Start of INPUT

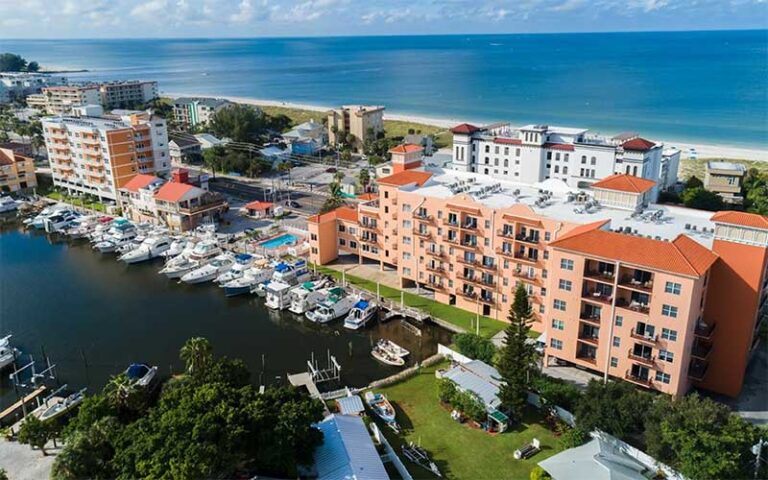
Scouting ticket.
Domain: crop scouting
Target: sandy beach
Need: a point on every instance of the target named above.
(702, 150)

End of INPUT
Start of INPUT

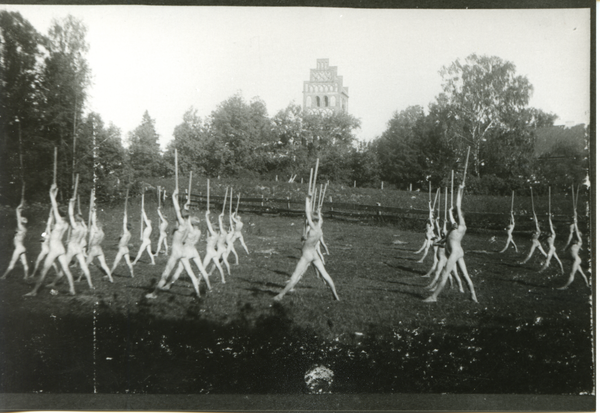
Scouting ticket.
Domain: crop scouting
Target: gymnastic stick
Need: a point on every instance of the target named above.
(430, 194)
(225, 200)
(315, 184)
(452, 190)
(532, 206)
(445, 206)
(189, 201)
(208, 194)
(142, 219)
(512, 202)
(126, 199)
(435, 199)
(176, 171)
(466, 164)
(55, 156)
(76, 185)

End of INPUT
Start of INPUT

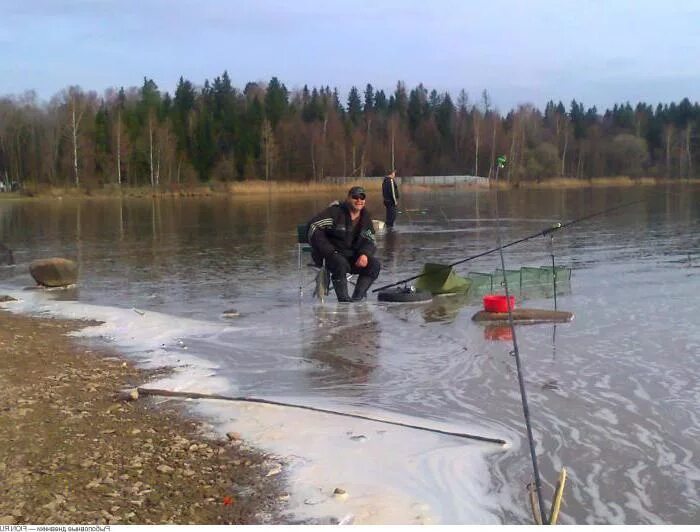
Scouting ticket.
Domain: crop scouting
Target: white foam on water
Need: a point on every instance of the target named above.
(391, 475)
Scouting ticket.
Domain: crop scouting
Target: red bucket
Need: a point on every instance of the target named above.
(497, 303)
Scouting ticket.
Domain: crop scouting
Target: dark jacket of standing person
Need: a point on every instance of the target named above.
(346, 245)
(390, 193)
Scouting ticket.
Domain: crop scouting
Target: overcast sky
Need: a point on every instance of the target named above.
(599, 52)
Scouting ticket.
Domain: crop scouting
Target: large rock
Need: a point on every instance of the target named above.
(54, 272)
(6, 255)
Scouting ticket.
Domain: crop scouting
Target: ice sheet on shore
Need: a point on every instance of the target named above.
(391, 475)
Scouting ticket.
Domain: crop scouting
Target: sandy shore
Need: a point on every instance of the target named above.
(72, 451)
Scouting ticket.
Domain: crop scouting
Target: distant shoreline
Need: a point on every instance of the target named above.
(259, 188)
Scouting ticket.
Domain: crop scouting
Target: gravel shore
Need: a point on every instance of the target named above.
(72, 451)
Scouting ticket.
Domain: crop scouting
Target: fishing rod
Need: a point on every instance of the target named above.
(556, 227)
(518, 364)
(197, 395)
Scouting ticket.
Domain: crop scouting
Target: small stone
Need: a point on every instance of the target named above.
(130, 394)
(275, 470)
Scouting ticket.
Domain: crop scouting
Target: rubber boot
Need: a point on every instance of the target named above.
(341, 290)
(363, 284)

End of INPUT

▶ **BRIEF**:
Determine how many lines of the entries hold "sandy", and reply with that number only.

▶ **SOLVED PROBLEM**:
2